Stored items:
** begin **

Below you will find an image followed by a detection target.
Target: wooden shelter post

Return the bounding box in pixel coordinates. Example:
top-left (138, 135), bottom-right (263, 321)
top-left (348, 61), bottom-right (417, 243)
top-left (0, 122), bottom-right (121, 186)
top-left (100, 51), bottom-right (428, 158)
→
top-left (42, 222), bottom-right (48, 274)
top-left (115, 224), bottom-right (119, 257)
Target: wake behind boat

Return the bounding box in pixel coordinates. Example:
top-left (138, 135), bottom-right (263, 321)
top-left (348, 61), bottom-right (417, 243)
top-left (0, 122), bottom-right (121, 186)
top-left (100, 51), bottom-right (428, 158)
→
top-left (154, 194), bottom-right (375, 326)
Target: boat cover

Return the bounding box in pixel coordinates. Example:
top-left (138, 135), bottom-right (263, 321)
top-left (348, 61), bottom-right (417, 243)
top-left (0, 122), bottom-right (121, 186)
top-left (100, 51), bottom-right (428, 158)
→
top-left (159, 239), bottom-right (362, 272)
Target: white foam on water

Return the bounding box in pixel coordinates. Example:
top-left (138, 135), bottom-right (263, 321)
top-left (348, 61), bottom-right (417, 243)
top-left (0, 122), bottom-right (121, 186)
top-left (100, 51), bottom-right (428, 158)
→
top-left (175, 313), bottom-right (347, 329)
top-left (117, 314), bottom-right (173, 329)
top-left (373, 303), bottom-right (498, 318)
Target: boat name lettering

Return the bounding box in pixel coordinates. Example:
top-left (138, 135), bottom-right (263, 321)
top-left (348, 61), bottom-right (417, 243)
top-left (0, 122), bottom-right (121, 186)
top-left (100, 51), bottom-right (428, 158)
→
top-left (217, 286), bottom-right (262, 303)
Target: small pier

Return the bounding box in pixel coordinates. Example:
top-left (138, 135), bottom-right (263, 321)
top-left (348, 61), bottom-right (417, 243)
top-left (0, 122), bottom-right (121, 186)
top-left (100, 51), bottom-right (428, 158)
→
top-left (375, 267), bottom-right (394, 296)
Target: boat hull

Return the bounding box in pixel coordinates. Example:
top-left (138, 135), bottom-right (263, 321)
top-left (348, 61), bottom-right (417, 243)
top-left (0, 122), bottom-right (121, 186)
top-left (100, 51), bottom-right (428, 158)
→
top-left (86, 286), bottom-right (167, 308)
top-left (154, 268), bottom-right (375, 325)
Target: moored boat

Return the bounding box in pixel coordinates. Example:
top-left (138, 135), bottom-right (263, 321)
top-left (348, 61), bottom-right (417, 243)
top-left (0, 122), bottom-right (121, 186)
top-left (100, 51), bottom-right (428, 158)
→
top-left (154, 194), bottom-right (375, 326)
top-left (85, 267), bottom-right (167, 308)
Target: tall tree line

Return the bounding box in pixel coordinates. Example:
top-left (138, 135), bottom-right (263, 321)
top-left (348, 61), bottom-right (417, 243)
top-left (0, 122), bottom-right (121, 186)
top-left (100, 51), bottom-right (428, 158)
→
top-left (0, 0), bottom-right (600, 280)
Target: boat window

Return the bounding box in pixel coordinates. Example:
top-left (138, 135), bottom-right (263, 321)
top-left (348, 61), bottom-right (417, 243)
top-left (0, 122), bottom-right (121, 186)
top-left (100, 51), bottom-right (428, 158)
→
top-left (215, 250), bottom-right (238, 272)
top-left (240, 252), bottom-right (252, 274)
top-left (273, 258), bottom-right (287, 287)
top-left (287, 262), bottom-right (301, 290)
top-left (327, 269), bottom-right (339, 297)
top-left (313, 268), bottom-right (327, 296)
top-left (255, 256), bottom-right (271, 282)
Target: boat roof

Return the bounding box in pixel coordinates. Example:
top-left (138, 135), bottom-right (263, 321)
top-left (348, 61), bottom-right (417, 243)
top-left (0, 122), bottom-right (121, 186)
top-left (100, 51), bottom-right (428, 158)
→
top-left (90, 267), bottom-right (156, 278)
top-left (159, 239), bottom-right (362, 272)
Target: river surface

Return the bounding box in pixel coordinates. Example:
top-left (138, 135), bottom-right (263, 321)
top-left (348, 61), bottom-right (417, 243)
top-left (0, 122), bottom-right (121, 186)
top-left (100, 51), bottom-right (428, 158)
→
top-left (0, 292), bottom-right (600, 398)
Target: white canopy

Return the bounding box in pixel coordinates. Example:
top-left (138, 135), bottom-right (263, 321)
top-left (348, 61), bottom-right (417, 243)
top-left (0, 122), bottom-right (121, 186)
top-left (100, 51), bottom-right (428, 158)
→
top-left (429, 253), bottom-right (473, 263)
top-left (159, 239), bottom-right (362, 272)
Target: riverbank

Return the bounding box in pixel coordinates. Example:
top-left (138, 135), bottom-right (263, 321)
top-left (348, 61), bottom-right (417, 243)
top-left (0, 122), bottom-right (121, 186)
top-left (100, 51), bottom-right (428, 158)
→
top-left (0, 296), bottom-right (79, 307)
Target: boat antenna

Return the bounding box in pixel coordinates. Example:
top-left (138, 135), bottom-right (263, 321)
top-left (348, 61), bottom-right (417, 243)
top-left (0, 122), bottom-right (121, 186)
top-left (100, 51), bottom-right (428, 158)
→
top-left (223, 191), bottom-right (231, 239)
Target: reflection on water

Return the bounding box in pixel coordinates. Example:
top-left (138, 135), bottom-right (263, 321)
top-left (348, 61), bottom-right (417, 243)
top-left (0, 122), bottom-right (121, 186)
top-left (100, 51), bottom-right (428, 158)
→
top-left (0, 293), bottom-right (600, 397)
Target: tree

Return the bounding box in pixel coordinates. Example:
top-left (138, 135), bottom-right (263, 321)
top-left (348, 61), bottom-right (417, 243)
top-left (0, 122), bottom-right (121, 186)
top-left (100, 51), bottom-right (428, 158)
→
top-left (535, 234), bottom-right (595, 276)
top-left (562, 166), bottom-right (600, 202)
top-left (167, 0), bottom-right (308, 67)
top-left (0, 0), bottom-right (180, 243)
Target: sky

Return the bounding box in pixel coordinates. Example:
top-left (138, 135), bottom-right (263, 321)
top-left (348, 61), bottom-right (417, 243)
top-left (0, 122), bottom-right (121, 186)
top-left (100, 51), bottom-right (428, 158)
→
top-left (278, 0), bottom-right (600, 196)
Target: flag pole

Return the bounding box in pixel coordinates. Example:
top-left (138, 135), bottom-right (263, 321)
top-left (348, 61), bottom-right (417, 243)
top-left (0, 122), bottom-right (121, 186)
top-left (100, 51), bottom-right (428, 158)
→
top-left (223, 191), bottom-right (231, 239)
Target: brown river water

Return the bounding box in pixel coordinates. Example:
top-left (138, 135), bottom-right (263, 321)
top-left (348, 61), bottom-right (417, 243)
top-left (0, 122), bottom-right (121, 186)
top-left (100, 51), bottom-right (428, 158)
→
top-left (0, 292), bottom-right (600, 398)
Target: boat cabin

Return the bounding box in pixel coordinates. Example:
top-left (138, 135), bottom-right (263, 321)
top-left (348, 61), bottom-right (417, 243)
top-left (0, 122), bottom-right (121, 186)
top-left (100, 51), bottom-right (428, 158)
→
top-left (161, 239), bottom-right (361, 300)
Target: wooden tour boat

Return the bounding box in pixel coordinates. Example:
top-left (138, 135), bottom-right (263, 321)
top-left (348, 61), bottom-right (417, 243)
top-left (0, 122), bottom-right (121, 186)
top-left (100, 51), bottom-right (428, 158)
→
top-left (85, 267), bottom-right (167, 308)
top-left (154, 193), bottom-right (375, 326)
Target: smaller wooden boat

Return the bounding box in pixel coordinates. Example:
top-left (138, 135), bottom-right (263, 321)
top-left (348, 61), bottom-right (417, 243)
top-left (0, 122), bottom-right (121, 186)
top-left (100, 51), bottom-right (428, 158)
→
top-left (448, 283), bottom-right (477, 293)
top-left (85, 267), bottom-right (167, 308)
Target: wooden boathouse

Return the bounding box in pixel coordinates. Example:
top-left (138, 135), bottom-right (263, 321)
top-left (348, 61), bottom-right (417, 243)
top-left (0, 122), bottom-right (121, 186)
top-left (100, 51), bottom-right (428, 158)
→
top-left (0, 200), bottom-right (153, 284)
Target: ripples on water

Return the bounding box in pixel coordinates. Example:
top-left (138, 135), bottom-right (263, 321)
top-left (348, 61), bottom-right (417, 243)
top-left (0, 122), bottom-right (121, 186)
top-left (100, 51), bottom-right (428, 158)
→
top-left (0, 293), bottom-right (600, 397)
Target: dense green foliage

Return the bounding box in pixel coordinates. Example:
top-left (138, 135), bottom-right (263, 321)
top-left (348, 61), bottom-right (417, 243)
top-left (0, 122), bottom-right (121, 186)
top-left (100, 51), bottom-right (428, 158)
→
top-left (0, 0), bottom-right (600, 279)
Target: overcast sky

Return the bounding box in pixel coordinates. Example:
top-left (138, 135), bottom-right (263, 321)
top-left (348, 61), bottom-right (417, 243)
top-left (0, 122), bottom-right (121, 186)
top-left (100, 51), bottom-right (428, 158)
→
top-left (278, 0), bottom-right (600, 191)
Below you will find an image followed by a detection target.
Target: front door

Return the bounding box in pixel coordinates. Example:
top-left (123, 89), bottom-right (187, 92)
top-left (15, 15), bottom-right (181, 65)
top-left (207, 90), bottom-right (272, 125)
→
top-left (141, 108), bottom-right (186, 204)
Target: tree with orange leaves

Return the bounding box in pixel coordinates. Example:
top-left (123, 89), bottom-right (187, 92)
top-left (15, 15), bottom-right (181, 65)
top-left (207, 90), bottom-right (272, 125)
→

** end **

◆ Directions
Will you format the records above as a numbered list, starting with the line that contains "Target: wake behind boat" and going on through the line that contains "top-left (375, 267), bottom-right (394, 296)", and leave out the blank lines?

◆ Task response
1. Target: wake behind boat
2. Return the bounding box in pixel coordinates. Example:
3. top-left (138, 135), bottom-right (263, 321)
4. top-left (348, 61), bottom-right (417, 243)
5. top-left (0, 122), bottom-right (121, 186)
6. top-left (100, 51), bottom-right (428, 158)
7. →
8. top-left (154, 194), bottom-right (375, 326)
9. Target: boat cover
10. Return the bounding box in pixel coordinates. Example:
11. top-left (138, 135), bottom-right (263, 321)
12. top-left (348, 61), bottom-right (417, 243)
13. top-left (0, 122), bottom-right (121, 186)
14. top-left (100, 51), bottom-right (428, 158)
15. →
16. top-left (159, 239), bottom-right (362, 272)
17. Target: white foam on water
18. Return the bounding box in pixel coordinates. Example:
19. top-left (138, 135), bottom-right (263, 321)
20. top-left (348, 61), bottom-right (417, 243)
21. top-left (0, 122), bottom-right (121, 186)
22. top-left (100, 51), bottom-right (428, 158)
23. →
24. top-left (175, 313), bottom-right (347, 329)
25. top-left (117, 314), bottom-right (173, 329)
26. top-left (373, 303), bottom-right (498, 318)
27. Target: boat name lettering
28. Return the bounding box in pixel coordinates. Example:
29. top-left (138, 135), bottom-right (263, 321)
30. top-left (348, 61), bottom-right (417, 243)
31. top-left (0, 122), bottom-right (121, 186)
32. top-left (100, 51), bottom-right (428, 158)
33. →
34. top-left (217, 286), bottom-right (262, 303)
35. Target: small pier
36. Return the bounding box in pixel coordinates. Example:
37. top-left (138, 135), bottom-right (263, 321)
38. top-left (348, 61), bottom-right (417, 243)
39. top-left (0, 122), bottom-right (121, 186)
40. top-left (100, 51), bottom-right (428, 158)
41. →
42. top-left (375, 267), bottom-right (394, 296)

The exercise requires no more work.